** Exercise prompt **
Locate "Please locate the window" in the listing. Transcribe the line that contains it and every line that follows, through the last, omitting all pictures.

** Task inputs **
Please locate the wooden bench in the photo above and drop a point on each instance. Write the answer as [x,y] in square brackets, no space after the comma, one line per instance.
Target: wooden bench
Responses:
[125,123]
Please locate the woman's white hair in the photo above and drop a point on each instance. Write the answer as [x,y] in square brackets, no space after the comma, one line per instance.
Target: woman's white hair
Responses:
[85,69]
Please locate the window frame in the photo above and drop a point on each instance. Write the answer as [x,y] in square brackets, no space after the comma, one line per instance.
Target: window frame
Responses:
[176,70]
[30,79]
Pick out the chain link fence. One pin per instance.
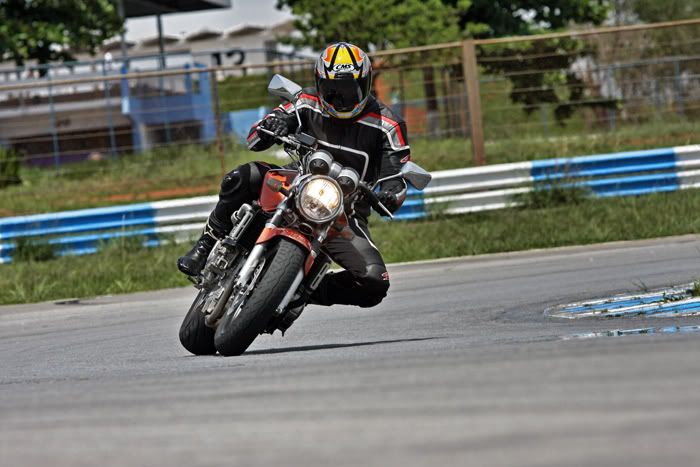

** Result **
Please locate the window frame in the photo above and drop a point on each instance. Write the answer as [x,y] in square brackets, no space after the comma, one line per instance.
Target: window frame
Responses:
[176,70]
[30,79]
Pick out the chain link fence. One pin per instance.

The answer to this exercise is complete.